WHAT IS BEING ASKED:
A faithful copy of the data is the goal; set it down exactly, without the images.

=== RECORDS SUPPLIED ===

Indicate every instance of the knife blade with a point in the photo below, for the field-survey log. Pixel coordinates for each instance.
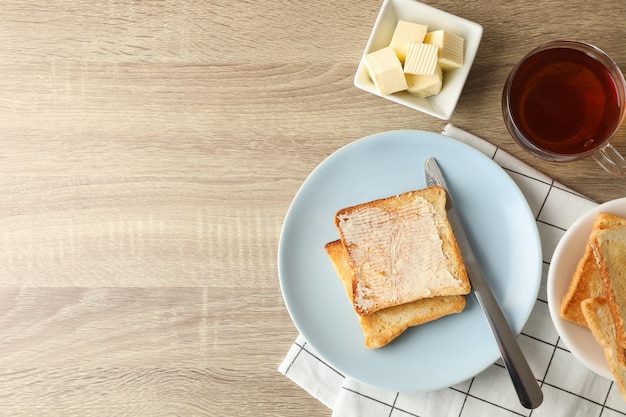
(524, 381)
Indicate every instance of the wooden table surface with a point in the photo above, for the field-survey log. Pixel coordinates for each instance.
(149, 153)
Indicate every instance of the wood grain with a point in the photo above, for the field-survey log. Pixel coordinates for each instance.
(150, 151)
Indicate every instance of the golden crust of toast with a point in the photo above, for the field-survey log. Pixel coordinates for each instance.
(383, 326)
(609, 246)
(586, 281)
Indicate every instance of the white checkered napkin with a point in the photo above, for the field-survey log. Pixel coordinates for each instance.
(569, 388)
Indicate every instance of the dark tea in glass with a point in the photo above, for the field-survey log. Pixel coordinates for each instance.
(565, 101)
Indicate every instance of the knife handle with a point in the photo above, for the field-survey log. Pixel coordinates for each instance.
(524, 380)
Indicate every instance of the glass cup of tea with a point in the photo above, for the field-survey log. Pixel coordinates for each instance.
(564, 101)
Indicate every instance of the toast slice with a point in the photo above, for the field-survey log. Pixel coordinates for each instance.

===

ANSWER SECTION:
Indicate every instance of the knife blade with a point in the photo below, for the field-survey log. Pixel coordinates for each instance.
(524, 381)
Indicate every instance of the wooden table surface with a point in the photo above, for the field-survey log. Pixel coordinates for each instance.
(149, 153)
Indicate every instance of the wood grain with a point in the photo above, for the field-survey log. Pixel coordinates for each instance.
(150, 151)
Indicate every instance of the golden crust of toast with a point in the photo above, for the field-survey log. Pixel coordinates for each instance.
(383, 326)
(609, 246)
(586, 281)
Indicate every instance of the white checkered napkin with a point in the photo above, for the field-survey log. Pixel coordinates for each instance.
(569, 388)
Indicate every instance of the dark tea in glass with a point in the photo above, for the field-survey log. Pixel coordinates for each instance.
(565, 101)
Indicate every instance of the knife handle with a point in the photo above, for the field-survey log. Pixel coordinates for each instance.
(524, 380)
Indicate every instance of the glass cup of tea with a point in the photo above, for the field-survey log. Pixel coordinates for each instance.
(564, 101)
Indicate every instance of the toast slice with a point in the photo above, for the field-survey log. Pixel coordinates for each instance.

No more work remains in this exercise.